DIRECTIVE –
Copy every one of the items below word for word, leaving out the pictures.

Image object location entries –
+++

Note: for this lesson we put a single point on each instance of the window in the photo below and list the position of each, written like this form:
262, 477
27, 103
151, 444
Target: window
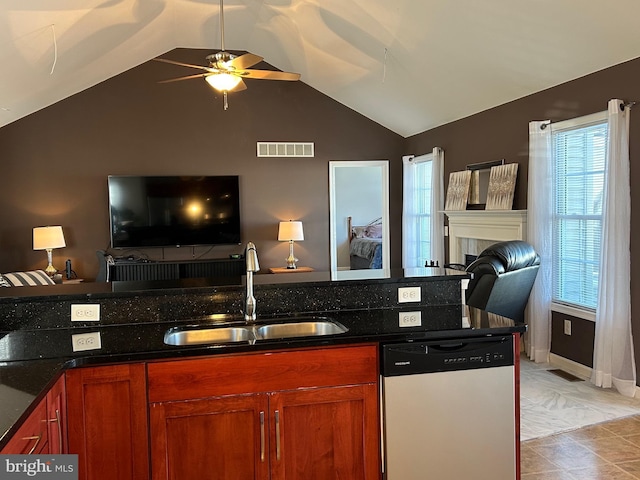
417, 211
579, 150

+++

SOLVED PROBLEM –
Note: for this lesson we put a single point on each instance of the window in the photo below and list the position of each, written like this form:
262, 477
27, 103
151, 444
Target: window
417, 211
579, 150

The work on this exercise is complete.